- [Excerpted text]:

#####

Getting SMART

Jesse Rosen

About four years ago I attended an extraordinary meeting in Philadelphia. Susan Nelson, principal of Technical Development Corporation (TDC), was presenting the draft of Getting Beyond Breakeven to the Greater Philadelphia Cultural Alliance and many other stakeholders associated with the work. Three things struck me: the severity of undercapitalization and its consequences; the clarity with which Susan explained the elements of well-capitalized organizations; and the empathy expressed for leaders struggling to get off the treadmill of just balancing the budget and make real forward progress in fiscal health and mission delivery.

#####

- [What you need to do]:
- a) Answer the following questions about the Getting SMART excerpt.
(i) In which city did the meeting take place?
(ii) Who presented the draft of Getting Beyond Breakeven?
(iii) How many things struck the author at the meeting?
- b) Identify each row that contains the word "robe", and copy every such row in full.

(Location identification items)
#####

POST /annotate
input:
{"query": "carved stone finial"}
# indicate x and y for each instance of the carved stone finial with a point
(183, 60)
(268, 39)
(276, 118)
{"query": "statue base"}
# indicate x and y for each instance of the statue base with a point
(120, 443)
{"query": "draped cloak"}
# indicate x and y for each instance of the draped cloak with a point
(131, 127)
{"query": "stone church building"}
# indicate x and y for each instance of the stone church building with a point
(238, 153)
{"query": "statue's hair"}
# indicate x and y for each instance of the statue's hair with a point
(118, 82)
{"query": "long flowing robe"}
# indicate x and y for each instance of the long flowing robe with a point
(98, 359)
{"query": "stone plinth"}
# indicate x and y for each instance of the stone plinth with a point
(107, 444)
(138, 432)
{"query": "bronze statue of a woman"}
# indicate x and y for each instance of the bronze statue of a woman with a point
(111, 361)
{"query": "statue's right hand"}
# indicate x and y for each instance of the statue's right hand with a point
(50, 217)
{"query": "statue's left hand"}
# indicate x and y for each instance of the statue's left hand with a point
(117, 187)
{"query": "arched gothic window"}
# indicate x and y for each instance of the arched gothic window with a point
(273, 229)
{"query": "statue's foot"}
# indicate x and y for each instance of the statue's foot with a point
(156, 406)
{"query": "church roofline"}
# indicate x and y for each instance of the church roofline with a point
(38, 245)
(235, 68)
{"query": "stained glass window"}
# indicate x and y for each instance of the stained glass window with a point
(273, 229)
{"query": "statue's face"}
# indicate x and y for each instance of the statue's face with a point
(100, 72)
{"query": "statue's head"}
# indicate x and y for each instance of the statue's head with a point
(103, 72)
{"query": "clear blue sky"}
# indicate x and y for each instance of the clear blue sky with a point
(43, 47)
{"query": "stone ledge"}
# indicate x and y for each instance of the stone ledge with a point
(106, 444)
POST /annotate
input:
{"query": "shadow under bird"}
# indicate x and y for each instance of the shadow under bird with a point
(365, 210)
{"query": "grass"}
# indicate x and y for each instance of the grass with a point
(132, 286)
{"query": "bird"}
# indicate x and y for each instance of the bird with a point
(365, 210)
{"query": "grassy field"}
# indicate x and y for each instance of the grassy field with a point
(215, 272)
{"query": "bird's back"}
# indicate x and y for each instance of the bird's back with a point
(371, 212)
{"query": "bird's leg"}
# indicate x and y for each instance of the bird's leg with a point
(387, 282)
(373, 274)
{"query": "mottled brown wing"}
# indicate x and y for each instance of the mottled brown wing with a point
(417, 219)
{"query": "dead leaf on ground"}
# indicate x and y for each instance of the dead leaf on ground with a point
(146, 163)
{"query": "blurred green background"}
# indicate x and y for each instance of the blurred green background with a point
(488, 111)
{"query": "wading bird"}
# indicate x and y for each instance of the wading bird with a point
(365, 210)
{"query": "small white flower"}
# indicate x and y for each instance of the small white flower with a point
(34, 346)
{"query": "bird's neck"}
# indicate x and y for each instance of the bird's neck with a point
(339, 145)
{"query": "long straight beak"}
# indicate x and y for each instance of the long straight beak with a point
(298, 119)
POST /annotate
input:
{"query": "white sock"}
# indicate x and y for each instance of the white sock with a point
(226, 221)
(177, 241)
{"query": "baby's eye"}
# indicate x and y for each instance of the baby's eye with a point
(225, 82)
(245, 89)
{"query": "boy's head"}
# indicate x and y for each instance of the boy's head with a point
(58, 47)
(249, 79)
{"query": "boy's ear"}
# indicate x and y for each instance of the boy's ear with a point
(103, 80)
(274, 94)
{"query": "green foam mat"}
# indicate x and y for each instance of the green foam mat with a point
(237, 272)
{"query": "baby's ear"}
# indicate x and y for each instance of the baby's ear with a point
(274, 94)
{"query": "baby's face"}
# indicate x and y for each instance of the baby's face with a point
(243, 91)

#####

- [Expected outputs]:
- a)
(i) Philadelphia
(ii) Susan Nelson, principal of Technical Development Corporation (TDC)
(iii) Three

- b)
{"query": "long flowing robe"}
# indicate x and y for each instance of the long flowing robe with a point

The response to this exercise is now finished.